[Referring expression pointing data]
───

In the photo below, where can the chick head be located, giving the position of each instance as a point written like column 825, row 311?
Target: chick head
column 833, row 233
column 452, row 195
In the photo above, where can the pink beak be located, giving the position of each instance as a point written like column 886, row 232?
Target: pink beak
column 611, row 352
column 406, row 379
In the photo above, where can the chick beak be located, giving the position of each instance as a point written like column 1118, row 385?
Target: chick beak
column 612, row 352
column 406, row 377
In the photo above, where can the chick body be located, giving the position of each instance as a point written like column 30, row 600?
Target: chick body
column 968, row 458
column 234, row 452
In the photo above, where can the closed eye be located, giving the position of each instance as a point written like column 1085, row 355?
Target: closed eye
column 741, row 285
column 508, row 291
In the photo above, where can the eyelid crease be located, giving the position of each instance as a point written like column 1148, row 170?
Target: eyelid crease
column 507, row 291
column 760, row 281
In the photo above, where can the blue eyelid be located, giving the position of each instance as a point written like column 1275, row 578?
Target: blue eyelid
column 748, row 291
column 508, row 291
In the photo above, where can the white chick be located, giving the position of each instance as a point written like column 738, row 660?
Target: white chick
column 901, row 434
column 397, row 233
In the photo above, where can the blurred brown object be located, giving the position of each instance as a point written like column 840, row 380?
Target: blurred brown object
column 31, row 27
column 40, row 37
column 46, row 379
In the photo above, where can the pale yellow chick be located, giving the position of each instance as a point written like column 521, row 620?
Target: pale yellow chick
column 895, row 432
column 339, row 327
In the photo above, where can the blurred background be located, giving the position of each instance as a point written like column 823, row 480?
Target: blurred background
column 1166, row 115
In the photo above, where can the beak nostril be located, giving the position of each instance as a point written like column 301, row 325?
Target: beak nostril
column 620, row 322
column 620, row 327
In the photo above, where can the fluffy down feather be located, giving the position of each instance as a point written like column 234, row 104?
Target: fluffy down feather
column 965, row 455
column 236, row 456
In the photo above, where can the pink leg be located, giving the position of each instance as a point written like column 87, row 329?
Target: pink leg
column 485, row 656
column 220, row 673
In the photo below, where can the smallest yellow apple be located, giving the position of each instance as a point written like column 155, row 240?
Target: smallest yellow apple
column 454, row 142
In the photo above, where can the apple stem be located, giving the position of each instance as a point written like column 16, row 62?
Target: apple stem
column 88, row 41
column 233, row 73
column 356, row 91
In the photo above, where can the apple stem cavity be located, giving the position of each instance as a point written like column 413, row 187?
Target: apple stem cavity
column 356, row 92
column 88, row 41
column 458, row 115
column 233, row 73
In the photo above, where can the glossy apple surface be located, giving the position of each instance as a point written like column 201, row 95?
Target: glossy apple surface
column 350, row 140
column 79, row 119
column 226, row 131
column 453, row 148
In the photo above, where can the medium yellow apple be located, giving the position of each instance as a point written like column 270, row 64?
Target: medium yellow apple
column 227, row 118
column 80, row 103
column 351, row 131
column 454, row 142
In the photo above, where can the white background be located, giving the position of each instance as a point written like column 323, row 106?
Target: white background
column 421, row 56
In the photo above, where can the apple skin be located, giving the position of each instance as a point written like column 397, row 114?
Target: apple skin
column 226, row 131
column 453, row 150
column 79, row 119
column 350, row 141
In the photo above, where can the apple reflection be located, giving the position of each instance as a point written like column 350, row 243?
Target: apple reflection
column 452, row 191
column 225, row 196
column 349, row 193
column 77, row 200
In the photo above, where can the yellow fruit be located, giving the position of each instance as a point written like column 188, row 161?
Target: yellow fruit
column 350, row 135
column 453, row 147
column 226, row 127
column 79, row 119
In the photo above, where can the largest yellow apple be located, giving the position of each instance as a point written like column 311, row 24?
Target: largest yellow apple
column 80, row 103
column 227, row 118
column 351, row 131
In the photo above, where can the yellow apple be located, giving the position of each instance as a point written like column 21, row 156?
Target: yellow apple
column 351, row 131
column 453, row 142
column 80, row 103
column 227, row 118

───

WORK REQUEST - For the records above, count the lines that contain the word "below" and give only that number.

REPLY - 2